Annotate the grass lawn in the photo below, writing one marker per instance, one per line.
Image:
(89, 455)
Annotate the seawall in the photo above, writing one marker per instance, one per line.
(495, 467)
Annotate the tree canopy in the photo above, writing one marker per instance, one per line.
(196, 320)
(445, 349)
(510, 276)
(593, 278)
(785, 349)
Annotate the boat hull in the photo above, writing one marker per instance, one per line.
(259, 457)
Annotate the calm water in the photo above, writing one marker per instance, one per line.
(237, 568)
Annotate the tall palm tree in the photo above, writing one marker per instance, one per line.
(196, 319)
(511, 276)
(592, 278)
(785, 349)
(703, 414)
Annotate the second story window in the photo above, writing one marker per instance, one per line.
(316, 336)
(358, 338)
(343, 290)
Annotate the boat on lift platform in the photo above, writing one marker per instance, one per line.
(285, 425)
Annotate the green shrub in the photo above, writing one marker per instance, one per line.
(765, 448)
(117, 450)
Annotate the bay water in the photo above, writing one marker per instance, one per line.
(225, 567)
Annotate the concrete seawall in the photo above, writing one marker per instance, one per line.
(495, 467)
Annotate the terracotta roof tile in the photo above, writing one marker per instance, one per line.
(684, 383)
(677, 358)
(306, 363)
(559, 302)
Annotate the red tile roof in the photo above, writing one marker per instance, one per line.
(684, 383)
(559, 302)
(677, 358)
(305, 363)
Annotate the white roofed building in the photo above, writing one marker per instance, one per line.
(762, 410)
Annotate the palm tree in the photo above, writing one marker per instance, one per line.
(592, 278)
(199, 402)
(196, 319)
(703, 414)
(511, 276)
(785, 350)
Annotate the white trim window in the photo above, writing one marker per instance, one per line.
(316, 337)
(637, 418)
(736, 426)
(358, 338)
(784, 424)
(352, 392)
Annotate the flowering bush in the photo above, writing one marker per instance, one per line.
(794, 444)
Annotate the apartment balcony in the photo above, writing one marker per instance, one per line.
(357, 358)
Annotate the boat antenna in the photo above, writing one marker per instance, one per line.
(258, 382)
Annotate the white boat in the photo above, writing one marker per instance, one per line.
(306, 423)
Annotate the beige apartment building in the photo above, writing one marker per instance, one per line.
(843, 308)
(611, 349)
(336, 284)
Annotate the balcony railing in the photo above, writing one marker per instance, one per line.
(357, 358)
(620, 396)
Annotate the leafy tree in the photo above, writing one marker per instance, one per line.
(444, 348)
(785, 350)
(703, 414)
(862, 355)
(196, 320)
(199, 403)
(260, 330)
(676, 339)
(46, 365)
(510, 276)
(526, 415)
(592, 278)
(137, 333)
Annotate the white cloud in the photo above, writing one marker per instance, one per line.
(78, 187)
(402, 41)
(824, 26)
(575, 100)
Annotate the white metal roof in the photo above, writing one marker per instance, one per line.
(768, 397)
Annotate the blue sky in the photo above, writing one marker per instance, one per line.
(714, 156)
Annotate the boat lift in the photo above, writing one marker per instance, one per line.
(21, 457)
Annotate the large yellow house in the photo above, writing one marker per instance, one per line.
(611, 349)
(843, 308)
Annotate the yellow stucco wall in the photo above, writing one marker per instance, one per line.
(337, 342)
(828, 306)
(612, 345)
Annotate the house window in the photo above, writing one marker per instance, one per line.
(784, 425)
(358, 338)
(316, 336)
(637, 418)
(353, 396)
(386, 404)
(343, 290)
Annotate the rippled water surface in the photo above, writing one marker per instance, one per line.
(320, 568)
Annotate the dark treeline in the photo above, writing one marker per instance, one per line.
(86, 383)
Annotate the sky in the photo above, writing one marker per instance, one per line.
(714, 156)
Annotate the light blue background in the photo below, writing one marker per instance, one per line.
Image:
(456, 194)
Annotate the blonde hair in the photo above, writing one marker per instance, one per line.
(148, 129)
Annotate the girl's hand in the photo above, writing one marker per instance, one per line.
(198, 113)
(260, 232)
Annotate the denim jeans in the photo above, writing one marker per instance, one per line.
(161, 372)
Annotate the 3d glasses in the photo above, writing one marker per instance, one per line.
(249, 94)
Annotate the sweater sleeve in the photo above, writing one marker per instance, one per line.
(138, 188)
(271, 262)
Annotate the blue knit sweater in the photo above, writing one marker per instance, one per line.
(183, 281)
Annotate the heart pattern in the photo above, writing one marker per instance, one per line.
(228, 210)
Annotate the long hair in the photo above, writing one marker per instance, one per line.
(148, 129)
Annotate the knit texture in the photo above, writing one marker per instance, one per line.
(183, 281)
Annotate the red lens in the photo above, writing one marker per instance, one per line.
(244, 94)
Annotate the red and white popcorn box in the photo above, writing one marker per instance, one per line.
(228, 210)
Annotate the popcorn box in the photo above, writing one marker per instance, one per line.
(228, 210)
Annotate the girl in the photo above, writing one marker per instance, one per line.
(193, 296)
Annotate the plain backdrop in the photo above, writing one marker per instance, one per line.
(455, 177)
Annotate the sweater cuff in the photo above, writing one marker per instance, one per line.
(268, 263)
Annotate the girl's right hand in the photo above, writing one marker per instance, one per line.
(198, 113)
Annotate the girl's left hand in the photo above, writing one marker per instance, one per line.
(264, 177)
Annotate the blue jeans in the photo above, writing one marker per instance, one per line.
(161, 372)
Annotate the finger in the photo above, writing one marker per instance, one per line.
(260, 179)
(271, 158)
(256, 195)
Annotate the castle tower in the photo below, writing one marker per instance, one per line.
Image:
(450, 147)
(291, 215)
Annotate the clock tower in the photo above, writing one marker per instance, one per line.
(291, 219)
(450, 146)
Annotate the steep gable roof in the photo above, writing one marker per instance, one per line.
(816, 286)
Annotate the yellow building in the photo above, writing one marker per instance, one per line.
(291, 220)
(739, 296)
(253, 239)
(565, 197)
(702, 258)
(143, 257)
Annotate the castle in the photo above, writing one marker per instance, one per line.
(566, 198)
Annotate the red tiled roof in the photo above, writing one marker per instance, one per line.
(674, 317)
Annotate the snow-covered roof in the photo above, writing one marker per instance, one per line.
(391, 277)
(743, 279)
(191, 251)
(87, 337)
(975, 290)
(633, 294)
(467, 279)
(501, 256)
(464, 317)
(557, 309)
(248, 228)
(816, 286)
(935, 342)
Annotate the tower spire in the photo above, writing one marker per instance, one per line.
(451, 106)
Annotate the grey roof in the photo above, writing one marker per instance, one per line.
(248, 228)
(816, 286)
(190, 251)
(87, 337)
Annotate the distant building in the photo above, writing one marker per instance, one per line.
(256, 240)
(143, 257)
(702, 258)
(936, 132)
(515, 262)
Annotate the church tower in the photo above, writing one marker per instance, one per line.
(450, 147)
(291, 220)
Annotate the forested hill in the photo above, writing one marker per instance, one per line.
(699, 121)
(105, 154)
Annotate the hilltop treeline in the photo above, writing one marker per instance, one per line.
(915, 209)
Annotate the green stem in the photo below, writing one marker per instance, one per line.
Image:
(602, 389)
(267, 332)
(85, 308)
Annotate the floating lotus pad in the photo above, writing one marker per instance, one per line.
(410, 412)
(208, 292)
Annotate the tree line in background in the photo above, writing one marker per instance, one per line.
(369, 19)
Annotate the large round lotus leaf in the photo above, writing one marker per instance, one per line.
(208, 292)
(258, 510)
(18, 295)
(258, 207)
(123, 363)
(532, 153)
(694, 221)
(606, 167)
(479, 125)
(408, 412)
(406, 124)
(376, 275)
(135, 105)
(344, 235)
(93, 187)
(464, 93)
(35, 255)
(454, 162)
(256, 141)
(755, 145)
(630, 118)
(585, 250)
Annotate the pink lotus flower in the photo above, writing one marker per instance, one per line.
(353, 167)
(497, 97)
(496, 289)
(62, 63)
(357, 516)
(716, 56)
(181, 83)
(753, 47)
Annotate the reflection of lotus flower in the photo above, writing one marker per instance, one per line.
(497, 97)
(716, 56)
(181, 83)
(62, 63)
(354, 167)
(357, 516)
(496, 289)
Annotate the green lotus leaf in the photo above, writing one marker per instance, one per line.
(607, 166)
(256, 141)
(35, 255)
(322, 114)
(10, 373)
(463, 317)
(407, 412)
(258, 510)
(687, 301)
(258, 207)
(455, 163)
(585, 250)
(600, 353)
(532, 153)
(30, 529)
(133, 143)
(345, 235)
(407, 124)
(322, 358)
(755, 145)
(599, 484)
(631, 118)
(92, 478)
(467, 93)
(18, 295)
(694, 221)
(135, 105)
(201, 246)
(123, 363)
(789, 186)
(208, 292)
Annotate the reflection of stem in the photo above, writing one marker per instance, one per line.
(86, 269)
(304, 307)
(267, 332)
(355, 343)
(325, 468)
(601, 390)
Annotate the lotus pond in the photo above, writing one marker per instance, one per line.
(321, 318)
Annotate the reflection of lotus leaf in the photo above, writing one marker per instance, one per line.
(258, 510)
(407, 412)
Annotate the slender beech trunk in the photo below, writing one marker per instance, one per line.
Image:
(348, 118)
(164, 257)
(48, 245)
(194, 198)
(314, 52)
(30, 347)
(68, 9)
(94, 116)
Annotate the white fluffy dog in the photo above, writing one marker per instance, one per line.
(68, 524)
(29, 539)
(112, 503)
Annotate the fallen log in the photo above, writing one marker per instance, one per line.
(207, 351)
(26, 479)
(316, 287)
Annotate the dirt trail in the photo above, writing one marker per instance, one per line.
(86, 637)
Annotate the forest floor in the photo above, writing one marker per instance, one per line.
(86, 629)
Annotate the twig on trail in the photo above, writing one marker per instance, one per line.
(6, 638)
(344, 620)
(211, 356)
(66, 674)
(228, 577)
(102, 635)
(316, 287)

== == ==

EXERCISE
Above are the records; copy every line in them that holds the word "below".

EXPECTED ANSWER
Annotate the grass lawn in the photo below, writing one marker per instance, one per line.
Annotate the light blue background in the photo below, writing one marker per instance, one per line.
Annotate the castle tower in the photo below, writing one marker per instance, one per line.
Annotate the green stem in the photo below, writing one marker per instance, one per line.
Annotate the slender beech trunk in the photo below, writing one marker per instance, one per line.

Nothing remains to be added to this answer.